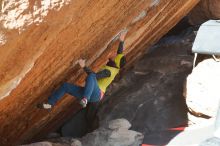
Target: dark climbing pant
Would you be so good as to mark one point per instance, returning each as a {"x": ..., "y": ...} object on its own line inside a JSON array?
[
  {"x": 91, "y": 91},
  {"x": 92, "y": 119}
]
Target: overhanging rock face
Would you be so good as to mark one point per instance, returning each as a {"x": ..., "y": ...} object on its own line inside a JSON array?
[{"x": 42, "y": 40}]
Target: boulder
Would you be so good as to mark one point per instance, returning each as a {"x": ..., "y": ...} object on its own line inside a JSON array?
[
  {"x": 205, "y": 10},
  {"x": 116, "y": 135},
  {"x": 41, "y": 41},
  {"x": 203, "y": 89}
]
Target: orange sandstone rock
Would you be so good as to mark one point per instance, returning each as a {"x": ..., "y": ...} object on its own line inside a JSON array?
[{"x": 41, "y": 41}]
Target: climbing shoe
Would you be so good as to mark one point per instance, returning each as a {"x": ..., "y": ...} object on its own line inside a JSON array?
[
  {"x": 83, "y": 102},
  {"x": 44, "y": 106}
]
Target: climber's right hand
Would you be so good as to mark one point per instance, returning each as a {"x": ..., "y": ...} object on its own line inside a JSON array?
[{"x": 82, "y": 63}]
····················
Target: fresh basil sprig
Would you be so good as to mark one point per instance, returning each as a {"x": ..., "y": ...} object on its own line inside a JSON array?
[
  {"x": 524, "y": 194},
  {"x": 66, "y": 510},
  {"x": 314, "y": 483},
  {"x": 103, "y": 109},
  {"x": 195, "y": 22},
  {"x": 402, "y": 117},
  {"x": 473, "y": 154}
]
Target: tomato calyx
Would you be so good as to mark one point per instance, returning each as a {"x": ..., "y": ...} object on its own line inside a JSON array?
····················
Directions: List every line in the entries that contains the string "climbing", with case counting.

Complete response:
Target: dark climbing pant
Target: climbing shoe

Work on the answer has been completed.